**REQUIRED WORK**
Reproduce the following material word for word, keeping every line unchanged.

**Excerpts from a point labeling dataset**
###
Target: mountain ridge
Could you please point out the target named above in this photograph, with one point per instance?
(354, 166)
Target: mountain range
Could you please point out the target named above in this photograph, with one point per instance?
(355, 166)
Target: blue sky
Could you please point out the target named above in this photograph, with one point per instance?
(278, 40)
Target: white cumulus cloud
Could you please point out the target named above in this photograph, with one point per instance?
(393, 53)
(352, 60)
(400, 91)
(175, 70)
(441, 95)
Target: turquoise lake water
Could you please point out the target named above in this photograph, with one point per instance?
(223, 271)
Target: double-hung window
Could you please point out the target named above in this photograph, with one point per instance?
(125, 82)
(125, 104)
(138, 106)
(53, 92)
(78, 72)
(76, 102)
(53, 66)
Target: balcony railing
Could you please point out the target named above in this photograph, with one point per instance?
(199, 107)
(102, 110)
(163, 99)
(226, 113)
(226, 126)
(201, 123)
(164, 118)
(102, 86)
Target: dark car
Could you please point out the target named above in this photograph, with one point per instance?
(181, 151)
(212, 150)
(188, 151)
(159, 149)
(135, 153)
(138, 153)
###
**SOLUTION BELOW**
Target: mountain ridge
Could you please point out the target named above in this photograph, with one point per instance?
(354, 166)
Target: mountain range
Could you please point out the target named above in this photograph, with one point per instance?
(355, 166)
Target: blue sky
Could you please point out the target named above in this photograph, with one point per instance?
(278, 40)
Target: white cumulus cloud
Could you please point out the target named above in this photograph, with one point per instance?
(393, 53)
(352, 60)
(400, 91)
(175, 70)
(441, 95)
Target: turquoise lake water
Could you please point out the target named above in this photograph, with one point per instance?
(223, 271)
Target: double-hung window
Could you please point out the target named above in this photograph, with one point per instance?
(125, 82)
(125, 104)
(138, 106)
(53, 92)
(78, 72)
(76, 102)
(53, 66)
Target: balcony railing
Could you please point out the target named above in this photograph, with one point per instance?
(199, 107)
(102, 110)
(163, 99)
(226, 113)
(226, 126)
(201, 123)
(164, 118)
(102, 86)
Target: dark car
Could you please point out the target named above in this photograph, with one point per instance?
(181, 151)
(212, 150)
(188, 151)
(159, 149)
(135, 153)
(138, 153)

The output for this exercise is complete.